-- MATERIAL PROVIDED --
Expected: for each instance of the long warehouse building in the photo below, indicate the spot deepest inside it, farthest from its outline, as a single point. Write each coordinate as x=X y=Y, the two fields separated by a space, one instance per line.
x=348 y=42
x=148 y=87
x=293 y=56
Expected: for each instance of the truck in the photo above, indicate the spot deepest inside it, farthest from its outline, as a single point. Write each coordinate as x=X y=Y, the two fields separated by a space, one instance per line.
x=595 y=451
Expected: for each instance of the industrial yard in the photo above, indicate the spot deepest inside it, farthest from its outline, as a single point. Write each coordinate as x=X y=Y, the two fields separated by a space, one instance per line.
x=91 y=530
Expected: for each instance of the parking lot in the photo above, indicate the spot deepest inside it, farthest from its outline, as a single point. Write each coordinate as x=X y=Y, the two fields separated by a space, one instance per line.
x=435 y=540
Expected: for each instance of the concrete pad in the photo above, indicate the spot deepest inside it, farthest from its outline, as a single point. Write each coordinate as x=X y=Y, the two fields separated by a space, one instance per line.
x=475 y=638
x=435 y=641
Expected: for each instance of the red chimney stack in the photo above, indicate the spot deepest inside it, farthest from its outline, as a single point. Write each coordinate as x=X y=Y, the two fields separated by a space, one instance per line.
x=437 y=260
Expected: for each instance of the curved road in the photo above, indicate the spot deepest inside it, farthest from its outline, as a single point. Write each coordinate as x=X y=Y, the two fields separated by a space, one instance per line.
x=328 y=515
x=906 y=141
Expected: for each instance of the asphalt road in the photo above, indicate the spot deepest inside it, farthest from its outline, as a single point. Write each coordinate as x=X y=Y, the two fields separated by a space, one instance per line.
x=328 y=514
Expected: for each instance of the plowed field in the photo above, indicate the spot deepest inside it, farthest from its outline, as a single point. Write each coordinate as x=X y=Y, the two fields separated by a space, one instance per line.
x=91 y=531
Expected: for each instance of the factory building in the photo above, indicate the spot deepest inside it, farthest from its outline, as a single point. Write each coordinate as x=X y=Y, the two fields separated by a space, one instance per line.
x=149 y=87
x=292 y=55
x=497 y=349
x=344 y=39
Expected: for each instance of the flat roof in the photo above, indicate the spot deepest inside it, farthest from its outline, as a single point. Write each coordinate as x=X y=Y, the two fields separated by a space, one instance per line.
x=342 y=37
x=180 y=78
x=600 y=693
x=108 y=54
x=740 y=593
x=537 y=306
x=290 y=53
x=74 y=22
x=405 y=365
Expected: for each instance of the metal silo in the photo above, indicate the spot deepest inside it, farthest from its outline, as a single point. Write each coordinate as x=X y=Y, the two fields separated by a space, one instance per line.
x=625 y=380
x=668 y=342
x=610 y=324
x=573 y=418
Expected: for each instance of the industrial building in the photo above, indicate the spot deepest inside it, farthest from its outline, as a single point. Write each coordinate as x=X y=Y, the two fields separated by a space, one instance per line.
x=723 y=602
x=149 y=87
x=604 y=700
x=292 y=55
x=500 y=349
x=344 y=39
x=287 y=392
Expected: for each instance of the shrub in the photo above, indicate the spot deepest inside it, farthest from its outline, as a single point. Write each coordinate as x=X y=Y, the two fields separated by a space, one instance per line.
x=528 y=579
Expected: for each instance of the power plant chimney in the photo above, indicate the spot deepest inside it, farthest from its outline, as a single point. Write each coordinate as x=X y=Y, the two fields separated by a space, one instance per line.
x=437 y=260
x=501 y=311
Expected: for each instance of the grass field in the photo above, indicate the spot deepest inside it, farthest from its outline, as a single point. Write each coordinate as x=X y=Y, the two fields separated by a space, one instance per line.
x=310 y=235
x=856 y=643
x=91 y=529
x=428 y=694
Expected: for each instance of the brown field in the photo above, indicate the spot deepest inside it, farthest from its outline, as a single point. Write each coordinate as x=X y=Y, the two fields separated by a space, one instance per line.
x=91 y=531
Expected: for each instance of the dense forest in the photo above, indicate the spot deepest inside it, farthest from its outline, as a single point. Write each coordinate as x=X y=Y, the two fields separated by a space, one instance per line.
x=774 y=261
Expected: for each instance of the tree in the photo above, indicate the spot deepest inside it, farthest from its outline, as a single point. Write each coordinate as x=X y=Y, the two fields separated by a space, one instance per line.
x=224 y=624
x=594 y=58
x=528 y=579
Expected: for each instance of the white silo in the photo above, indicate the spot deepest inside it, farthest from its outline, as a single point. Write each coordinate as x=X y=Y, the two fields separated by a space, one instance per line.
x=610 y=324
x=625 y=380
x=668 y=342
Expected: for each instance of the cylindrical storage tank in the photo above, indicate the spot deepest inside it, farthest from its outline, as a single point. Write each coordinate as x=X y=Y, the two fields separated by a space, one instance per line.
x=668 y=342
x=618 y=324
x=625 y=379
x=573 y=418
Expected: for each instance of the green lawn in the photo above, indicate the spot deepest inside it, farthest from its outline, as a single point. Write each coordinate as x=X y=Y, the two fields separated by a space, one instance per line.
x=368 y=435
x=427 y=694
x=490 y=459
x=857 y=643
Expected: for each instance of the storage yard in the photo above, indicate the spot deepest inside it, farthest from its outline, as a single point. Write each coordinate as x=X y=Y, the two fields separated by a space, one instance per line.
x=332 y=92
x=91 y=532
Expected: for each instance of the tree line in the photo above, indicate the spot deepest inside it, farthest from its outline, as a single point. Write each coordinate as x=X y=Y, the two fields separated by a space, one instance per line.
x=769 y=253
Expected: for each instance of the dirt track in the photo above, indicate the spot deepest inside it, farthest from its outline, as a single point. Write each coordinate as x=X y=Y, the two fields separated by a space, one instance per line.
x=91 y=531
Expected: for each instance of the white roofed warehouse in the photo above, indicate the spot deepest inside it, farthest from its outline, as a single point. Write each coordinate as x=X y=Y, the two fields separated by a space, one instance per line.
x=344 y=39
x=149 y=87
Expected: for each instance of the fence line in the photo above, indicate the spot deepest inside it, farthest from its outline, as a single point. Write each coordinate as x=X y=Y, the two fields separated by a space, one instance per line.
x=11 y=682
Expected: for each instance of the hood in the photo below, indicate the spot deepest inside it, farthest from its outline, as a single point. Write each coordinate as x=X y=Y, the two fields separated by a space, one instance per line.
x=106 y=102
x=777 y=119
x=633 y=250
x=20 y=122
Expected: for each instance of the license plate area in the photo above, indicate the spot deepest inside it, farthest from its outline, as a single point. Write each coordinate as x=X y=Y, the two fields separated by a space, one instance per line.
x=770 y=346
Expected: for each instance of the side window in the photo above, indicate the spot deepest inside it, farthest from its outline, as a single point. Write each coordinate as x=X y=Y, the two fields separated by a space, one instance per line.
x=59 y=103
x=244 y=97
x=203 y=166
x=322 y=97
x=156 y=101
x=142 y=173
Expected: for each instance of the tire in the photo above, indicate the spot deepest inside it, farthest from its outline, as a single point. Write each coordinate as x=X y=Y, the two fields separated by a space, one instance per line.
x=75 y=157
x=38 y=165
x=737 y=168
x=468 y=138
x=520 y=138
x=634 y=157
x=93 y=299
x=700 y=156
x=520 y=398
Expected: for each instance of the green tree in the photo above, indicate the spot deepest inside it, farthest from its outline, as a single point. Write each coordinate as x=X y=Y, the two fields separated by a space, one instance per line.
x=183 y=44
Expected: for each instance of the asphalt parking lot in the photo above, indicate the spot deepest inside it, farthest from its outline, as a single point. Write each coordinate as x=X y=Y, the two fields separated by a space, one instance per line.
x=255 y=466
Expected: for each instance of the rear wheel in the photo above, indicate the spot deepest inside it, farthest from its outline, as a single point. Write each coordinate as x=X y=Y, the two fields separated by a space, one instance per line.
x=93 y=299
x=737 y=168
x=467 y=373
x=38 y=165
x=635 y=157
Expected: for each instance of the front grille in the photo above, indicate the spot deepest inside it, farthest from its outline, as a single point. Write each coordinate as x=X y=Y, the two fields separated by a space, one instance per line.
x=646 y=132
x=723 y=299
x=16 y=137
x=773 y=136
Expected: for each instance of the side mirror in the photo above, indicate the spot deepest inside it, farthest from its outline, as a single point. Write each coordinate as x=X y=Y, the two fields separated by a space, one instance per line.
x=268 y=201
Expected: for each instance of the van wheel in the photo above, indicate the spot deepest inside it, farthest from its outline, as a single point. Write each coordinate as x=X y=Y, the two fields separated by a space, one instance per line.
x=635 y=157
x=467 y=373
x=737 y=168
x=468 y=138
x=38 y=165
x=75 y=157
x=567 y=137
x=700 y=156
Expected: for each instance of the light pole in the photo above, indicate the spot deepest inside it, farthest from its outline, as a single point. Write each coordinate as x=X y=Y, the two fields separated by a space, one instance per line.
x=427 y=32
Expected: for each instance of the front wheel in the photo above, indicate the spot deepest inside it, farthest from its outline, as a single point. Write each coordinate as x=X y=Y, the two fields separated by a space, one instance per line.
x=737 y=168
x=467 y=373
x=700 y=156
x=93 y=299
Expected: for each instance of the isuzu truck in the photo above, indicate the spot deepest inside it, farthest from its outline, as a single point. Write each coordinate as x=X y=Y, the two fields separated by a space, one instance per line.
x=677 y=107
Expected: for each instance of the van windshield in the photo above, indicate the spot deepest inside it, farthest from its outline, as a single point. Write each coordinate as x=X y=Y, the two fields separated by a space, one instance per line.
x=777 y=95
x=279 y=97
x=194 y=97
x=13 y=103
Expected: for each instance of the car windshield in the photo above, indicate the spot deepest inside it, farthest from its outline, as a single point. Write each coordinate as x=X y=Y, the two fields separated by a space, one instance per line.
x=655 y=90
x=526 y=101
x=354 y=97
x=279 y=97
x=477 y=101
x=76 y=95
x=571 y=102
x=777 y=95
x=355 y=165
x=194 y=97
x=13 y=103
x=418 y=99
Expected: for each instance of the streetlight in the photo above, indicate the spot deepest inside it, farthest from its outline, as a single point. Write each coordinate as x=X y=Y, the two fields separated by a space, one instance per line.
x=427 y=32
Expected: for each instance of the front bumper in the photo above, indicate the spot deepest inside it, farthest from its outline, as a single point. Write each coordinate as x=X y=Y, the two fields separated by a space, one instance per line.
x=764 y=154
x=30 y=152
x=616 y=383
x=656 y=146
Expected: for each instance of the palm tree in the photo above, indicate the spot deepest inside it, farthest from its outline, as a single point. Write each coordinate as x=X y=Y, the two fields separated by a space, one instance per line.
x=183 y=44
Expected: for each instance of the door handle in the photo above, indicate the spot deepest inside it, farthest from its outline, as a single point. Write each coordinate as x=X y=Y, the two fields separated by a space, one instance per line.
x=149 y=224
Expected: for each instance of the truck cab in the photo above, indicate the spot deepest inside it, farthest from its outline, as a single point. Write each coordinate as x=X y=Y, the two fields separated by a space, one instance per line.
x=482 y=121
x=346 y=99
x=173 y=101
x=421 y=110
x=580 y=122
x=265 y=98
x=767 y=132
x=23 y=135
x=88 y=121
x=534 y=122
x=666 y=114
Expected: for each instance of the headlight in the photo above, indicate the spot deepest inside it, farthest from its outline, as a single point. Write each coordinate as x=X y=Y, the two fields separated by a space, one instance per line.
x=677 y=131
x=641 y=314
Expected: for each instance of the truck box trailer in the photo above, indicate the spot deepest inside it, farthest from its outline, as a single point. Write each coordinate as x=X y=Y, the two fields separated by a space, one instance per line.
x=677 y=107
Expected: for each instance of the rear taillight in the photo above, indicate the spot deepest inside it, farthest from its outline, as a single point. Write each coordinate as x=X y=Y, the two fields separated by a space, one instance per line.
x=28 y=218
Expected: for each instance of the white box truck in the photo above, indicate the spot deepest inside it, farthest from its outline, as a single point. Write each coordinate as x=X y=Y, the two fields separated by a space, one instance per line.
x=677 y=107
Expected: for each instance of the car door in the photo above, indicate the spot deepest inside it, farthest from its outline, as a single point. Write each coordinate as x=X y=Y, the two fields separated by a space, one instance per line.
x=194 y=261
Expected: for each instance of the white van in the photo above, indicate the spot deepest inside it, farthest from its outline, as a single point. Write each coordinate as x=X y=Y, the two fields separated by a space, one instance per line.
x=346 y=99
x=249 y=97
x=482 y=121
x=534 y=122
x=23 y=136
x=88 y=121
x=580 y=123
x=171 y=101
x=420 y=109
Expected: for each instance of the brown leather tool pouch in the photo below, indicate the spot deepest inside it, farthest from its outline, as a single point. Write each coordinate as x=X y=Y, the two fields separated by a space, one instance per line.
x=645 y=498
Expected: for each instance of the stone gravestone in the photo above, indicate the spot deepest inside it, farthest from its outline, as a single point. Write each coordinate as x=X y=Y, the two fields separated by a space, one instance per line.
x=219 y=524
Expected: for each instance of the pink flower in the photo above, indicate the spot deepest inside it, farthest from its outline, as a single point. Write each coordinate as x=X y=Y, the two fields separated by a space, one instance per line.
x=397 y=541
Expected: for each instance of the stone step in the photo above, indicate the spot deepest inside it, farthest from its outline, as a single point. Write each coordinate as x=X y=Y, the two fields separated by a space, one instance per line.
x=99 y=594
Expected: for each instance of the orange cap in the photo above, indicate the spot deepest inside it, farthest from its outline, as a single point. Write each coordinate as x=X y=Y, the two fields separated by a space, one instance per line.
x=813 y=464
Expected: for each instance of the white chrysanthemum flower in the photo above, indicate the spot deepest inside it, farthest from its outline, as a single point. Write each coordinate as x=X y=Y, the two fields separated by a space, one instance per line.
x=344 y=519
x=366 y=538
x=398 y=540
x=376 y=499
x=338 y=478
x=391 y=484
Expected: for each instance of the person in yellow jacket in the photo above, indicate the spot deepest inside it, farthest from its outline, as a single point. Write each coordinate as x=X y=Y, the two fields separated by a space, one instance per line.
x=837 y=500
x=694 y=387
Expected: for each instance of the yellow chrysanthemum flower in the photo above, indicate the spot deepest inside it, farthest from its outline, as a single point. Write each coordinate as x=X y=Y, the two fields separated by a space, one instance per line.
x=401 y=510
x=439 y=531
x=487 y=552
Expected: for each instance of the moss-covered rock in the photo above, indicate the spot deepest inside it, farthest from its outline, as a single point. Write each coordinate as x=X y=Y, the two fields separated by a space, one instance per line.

-- GIVEN REQUEST --
Repeat the material from the line with "Expected: for each instance of the asphalt parking" to the line with "x=255 y=466", changing "asphalt" to "gravel" and leaving the rest unchanged.

-- EXERCISE RESULT --
Expected: for each instance of the gravel parking lot in the photo above, indicate the spot deepest inside it, farthest from its outline, as a single point. Write each coordinate as x=X y=Y, the two fields separated by a space, one instance per line.
x=255 y=466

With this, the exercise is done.